The CIA turned over suspect Mohammad Rahim this week to the U.S. military prison at Guantanamo Bay, Cuba, reports the Associated Press. This was, according to CIA Director Michael Hayden, what AP describes as “the first such transfer from his agency’s interrogation program since April 2007.”

He is an Afghan national, Reuters wrote, and he is accused of having helped bin Laden hide out and subsequently escape after the Sept. 11, 2001 terrorist attacks on the U.S. led to an American invasion of Afghanistan. A Pentagon spokesman says Rahim also “tried to procure chemicals for a plan to attack U.S.-led coalition forces in Afghanistan and to recruit people with access to U.S. military facilities,” as Reuters puts it.

“Although U.S. officials refused to say where Rahim was captured, an Aug. 2 story in Pakistan’s The Nation said he was one of two al-Qaida and Taliban aides picked up by authorities,” AP writes. The news agency said Rahim was arrested in Lahore a few days before the National article was published, according to a memo from Hayden to CIA employees obtained by AP (and apparently by other news organizations as well). The memo also contended that Rahim gave “aid to al-Qaida, the Taliban and other anti-coalition militants.”

* _Written task_: Transcribe the passage of the news text on Mohammad Rahim's transfer to Guantanamo, from "The CIA turned" to "Reuters puts it.". The records that follow come from a separate source and are unrelated to the text.

* _Supplied entries_:
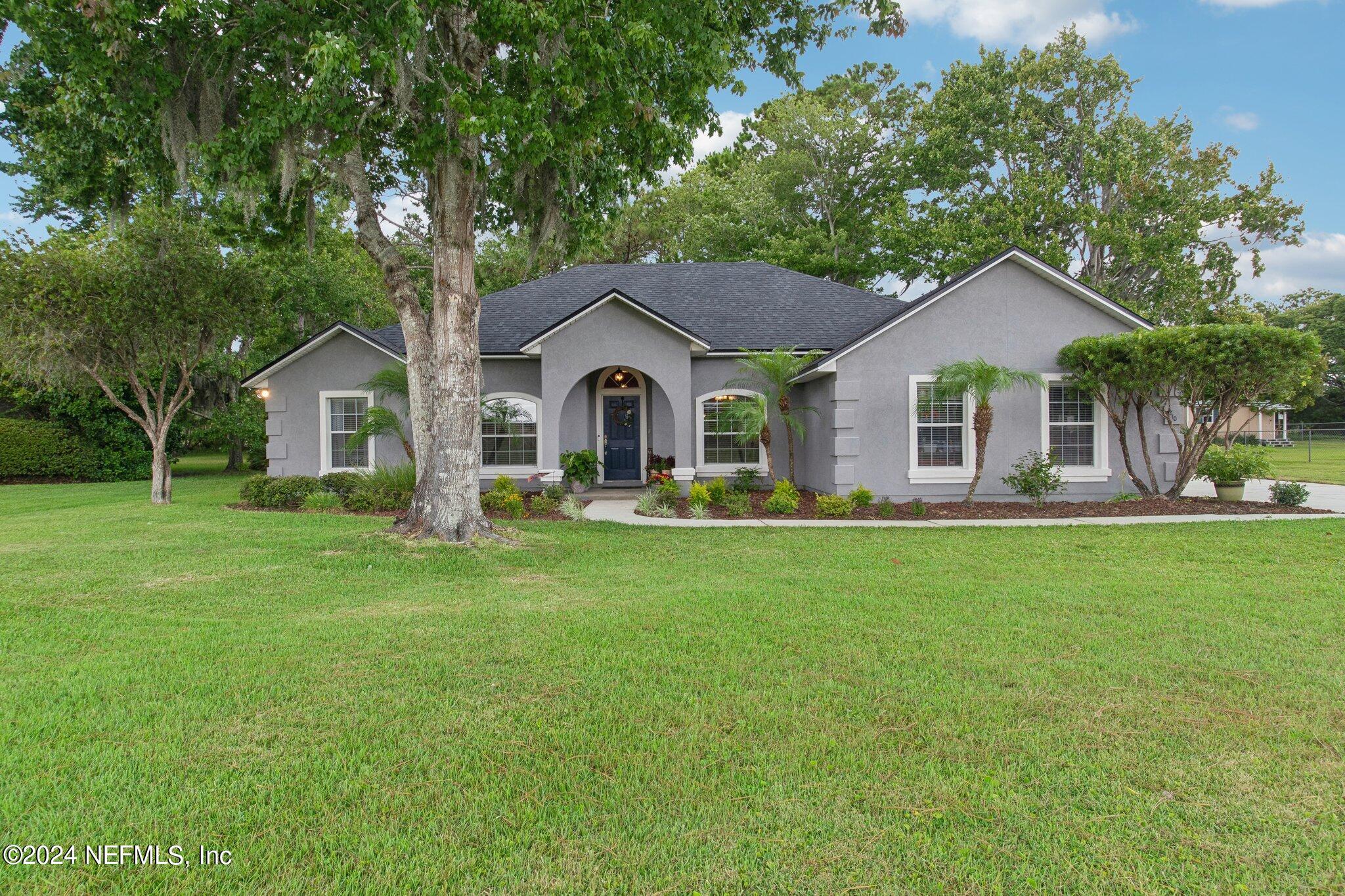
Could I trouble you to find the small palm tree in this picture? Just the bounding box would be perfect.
[720,395,775,482]
[728,345,824,482]
[933,357,1046,503]
[345,364,416,463]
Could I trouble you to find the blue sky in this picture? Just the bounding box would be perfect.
[0,0,1345,298]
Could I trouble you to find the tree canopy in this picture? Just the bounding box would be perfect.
[0,209,258,502]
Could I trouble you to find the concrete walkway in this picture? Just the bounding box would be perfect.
[585,480,1345,529]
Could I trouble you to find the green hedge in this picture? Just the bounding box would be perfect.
[0,417,101,480]
[238,473,323,511]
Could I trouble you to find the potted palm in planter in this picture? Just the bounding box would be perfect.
[561,449,600,494]
[1196,444,1273,501]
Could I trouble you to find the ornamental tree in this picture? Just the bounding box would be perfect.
[1057,324,1326,498]
[0,0,901,542]
[0,211,258,503]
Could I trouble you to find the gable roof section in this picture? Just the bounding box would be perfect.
[519,289,710,354]
[241,321,406,388]
[480,262,904,354]
[793,246,1154,383]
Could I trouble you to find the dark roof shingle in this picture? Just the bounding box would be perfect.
[372,262,906,354]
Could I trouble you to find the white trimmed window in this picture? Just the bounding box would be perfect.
[481,393,540,471]
[1041,373,1111,482]
[319,393,374,473]
[695,389,765,473]
[906,375,977,482]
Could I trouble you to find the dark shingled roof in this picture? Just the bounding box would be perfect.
[370,262,906,354]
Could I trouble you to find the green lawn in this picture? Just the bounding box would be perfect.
[0,475,1345,893]
[1269,435,1345,485]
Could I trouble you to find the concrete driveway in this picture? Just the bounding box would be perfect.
[1182,480,1345,513]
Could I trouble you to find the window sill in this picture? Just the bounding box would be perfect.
[906,466,977,485]
[695,463,765,475]
[1060,466,1111,482]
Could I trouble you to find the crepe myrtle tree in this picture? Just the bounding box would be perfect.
[1057,324,1326,498]
[0,0,902,542]
[0,209,259,503]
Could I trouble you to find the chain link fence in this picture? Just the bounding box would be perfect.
[1231,421,1345,484]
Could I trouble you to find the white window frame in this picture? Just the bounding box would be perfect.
[695,388,766,475]
[317,389,378,475]
[906,373,977,485]
[1041,373,1111,482]
[476,393,542,477]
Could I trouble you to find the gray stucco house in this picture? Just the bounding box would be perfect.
[245,249,1176,500]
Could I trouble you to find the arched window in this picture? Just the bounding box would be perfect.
[695,389,765,473]
[481,393,540,470]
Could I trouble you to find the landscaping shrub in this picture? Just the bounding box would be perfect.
[1196,444,1273,485]
[635,486,663,516]
[491,473,519,496]
[345,463,416,512]
[705,475,729,507]
[304,492,342,513]
[238,473,323,511]
[1003,452,1065,507]
[561,494,584,521]
[729,466,757,492]
[0,417,99,480]
[238,473,271,507]
[765,480,799,513]
[317,470,359,501]
[657,480,682,505]
[812,494,854,520]
[724,492,752,516]
[1269,482,1308,507]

* _Finished task_:
The CIA turned over suspect Mohammad Rahim this week to the U.S. military prison at Guantanamo Bay, Cuba, reports the Associated Press. This was, according to CIA Director Michael Hayden, what AP describes as “the first such transfer from his agency’s interrogation program since April 2007.”

He is an Afghan national, Reuters wrote, and he is accused of having helped bin Laden hide out and subsequently escape after the Sept. 11, 2001 terrorist attacks on the U.S. led to an American invasion of Afghanistan. A Pentagon spokesman says Rahim also “tried to procure chemicals for a plan to attack U.S.-led coalition forces in Afghanistan and to recruit people with access to U.S. military facilities,” as Reuters puts it.